***** QUOTED TEXT
Let's learn Web Scrapping

This repository will explaing how to use scrapping technique to extract data from a web page.

Languages used

Python : This will be the main language. We'll use the selenium module to open a chrome-controller instance.
HTML : Basic knowledge to scrapping throught the page.
CSS : Basic knowledge to identify classes

Setup pre requirements

For this exercise we will need to download the chromedriver of the related version of our Chrome explorer.

So, let's do this!

Checking our Chrome version

Open Chrome then click the 3dot menu to go to the Help option and click on About Google Chrome

Then check the installed version of Chrome, please pay attention to the first three digits, you'll need them. In the example is showing the version number 109.

Downloading Chrome driver

Selenium uses a driver to navigate though the web page, so we'll need to download the driver related to the version of Chrome we've installed.

Let´s google chromedriver to go to the Chromium.org page.

Click at the version to download. In some cases you'll need to click on Download to find older versions.

Once the chromedriver is downloaded, unzip it and place it into a folder on the project. This way we can use the driver by using the path: ./chromedriver/chromedriver.exe

We're ready to go!

Explore the page

In this example we'll extract all the results of a lotto, so first we'll need to understand how the lotto page is working to navigate it thought the results.

We'll dive into the Baloto page, a colombian lotery, you can access it by clicking here

The page is in spanish so I'll refer to the word in spanish by using Italic and the english word by using bold.

First, we can notice that the page has a Results page (Resultados), so let's click on it.

Looking for a pattern to navigate the results

Now, we can see at first sight the results of the last game. But we want them all.

When we scroll down we can see there's a table summarizing the lotto game status for each instance, but no results.

We can see that there's a game number at the column N° de sorteo and for each game number there are two types of games at the column sorteo: Baloto and Revancha

So, let's check the game number 2261 by clicking view detail (ver detalle) and see if we can find any pattern to get through all the results.

Here we have the result numbers and taking a look to the URL it seems like a pattern.

Let's check same game nunmber but different type going backwards and clicking the next row on the table.

Seems like a pattern, lets try changing the game number to 2259 in the URL.

It's a pattern!

Now check yourself the lowest number game to use it to navigate through all the games from it to 2261

Check the numbers CSS

To get the result numbers we'll need to know where are they placed on the page, we'll use one of the developer's tool called the 'inspector'.

We'll inspect the ball to get its class. So first, right-click the ball to open the context menu, then click Inspect.

Well done! Now we know the yellow ball belongs to the class "yellow-ball" but, will it work with the red ball? Let's check

We'll use the element selector tool to select the red ball with the developer tool already opened.

Once we click on the red ball we noticed that the red ball belongs to the class "red-ball"

Sumary

Now we know that the URL has a pattern with two dependencies:

Game type (baloto|revancha)
**********
■ TASKS FOR THIS EXERCISE ■
1. Check each statement against the web scraping tutorial and answer yes or no, quoting the words of the tutorial that settle it. (a) Python is the main language used. (b) The table at the bottom of the Results page shows the result numbers for each game. (c) The red ball belongs to the class "yellow-ball".
2. Translate this sentence from the web scraping tutorial into Spanish: "So first, right-click the ball to open the context menu, then click Inspect."
3. Write the next part of the web scraping tutorial, picking up right after its last line.
***** STORED DATA
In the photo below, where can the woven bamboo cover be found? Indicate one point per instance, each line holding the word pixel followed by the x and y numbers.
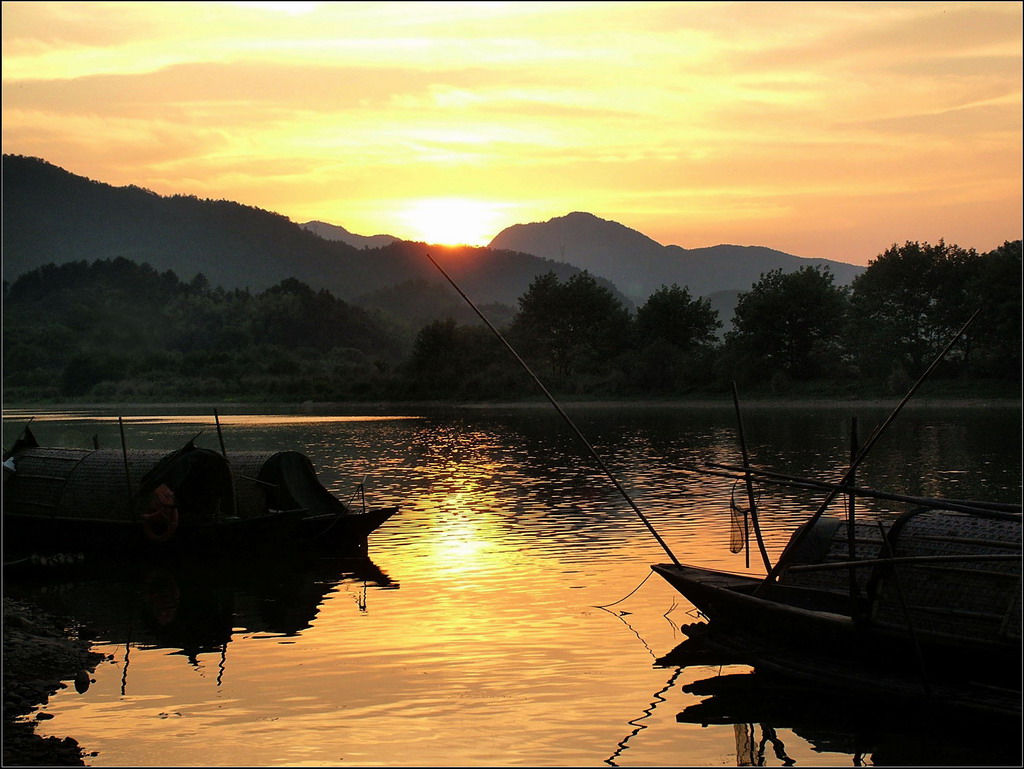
**********
■ TASK RESPONSES ■
1.
(a) Yes: "Python : This will be the main language."
(b) No: "a table summarizing the lotto game status for each instance, but no results"
(c) No: "the red ball belongs to the class "red-ball""

2. Así que, primero, haz clic derecho en la bola para abrir el menú contextual y luego haz clic en Inspeccionar.

3.
Game number (2261|2259 examples)

Adn that the result balls belong to two classes:

yellow-ball
red-ball

Time to code!

The code

So, we'll open a Chrome instance to run from 2081 to 2261 for both kind of games.

Importing the modules we'll use

We'll need the Selenium module to open a Chrome instance, pandas and numpy to save the results collected and time to set a timer while the page is loading.

from selenium import webdriver
from selenium.webdriver.common.by import By
import time
import numpy as np
import pandas as pd

Settup variables

The next step is to settup the variables. As we already know, there's a part of the URL tha is constant for every game, so we'll store it into a variable.

Also, we'll create a list with the game names

url = 'https://www.baloto.com/resultados-' #baloto o revancha / num_sorteo
tipos = ['baloto', 'revancha']

I also created a list for the titles of the data, and an empty list to store the list of the results.

datos = ['tipo', 'sorteo', 'num1', 'num2', 'num3', 'num4', 'num5', 'power', 'fecha']
resultados = []
resultados.append(datos)

Use the cromedriver

Once we initialized the variables we can open a driver to use Chrome through the Python interpreter.

The driver can be instanced by using the open() close() commands, but we'll use the with clause to avoid the close() command.

with webdriver.Chrome(executable_path="./chromedriver/chromedriver.exe") as driver:

The object driver will allow us to manipulate Chrome.

Navigating the pages

To go from game 2081 to 2261 we need to use a for loop, inside it we'll switch between type of games baloto and revancha. We already have them stored into a list called tipos.

Every time that the URL change we'll need to store a new result, so we created an empty list to store the data.

    for sorteo in range(2081,2261):
        for tipo in tipos:
            resultado = []
            resultado.append(tipo)
            resultado.append(sorteo)

This way we are sure that there'll be a type of game baloto and revancha for every game number.

Let's build the URL with the pattern we already checked.

We have a static portion of the URL stored in the variable url then goes the game type iterated at the for clause as tipo and at the very end goes the game number iterated at the main for clause as sorteo.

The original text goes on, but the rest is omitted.